At the end of 2019, according to IoT Analytics, there were already 9.5 billion connected devices for consumers, businesses and scientists. The forecast for 2025 is three times this figure because the formula: large volumes of data + analysis + expert knowledge in one domain is useful … for almost anything. From managing devices in the home to controlling pollution or traffic in cities to using water more efficiently in agriculture or helping to control the spread of a virus. In today’s post, we will see how it can also be used to protect our archaeological treasures, with a world-famous example: The Valley of the Kings in Egypt.
IoT Solutions for Geology: Catastrophe Prevention
Normally, IoT solutions for Geology monitor the natural environment to predict and prevent natural disasters. Thus, there are solutions aimed at predicting overflows in rivers, subsidence in tunnels, or earth movements. Other applications are aimed at understanding the impact of climate change on the stability of certain rock formations.
The importance of this study is evident when these “rock formations” are part of one of the most important archaeological sites in the world, such as the Valley of the Kings, located on the outskirts of Luxor, on the banks of the Nile. The Valley of the Kings is an ancient Egyptian necropolis where the tombs of most of the pharaohs of the New Empire are located. Among them, the best known is KV62, the tomb of Tutankhamun (c. 1342 – c. 1325 BC), discovered by Howard Carter in 1922.
To guarantee the best conservation of the tombs and the safety of the millions of tourists who visit them every year, it is essential to control the stability of the limestone formations that surround the valley, and which can be impacted by both seismic and meteorological phenomena.
The Valley of the Kings project
To find out more, a team from York University (Canada), the Department of Earth Sciences at the ETH Zurich and the University of Basel carried out a study on the stability of the rocky cliff above tomb KV42.
The researchers developed mathematical modelling of the behaviour of the rock, analysing factors such as moisture absorption, volume changes due to temperature changes, displacements/fractures caused by small seismic movements or torrential rainfall etc.
The role of IoT sensors
The researchers installed a set of IoT sensors to monitor the rock and its environment and generate the data to train the model. In particular, a Plug & Sense Smart Agriculture Pro weather station from one of our partners, the company Libelium, was installed. The station allows the measurement of wind speed and direction, rainfall volume, solar radiation, temperature (air and rock), and degree of humidity. Additional sensors were added to the station, which is powered by solar energy:
– A dendrometer, to measure how tree growth influences the opening of the fracture
– A seismometer
The sensors record data every 15 minutes, store it in memory and then send it to a remote server via a cellular network (3G/4G).
In this way, the impact of erosion on the crack can be controlled, and an early warning can be generated in the event of a risk of fracture, thus ensuring the preservation of the historical heritage site and the safety of visitors.
Technologies for monitoring cracks in solid materials are becoming increasingly important, not only in historical sites but also in any other type of natural or human structures due to the negative impact on them of phenomena related to climate change.
References: Alcaino-Olivares, Rodrigo & Perras, Matthew & Ziegler, Martin & Maissen, Jasmin. (2019). Cliff stability at tomb KV42 in the Valley of the Kings, Egypt: A first approach to numerical modelling and site investigation.
☆ ☆ ☆ ☆ ☆
Answer these from the article on the Valley of the Kings:
1. Which tomb code belongs to Tutankhamun?
2. What powers the weather station?
3. How often do the sensors record data?
You won't need the data here.
☆ ☆ ☆ ☆ ☆
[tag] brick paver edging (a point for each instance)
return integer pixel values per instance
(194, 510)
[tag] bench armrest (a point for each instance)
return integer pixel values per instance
☆ ☆ ☆ ☆ ☆
Task output:
1. KV62
2. Solar energy
3. Every 15 minutes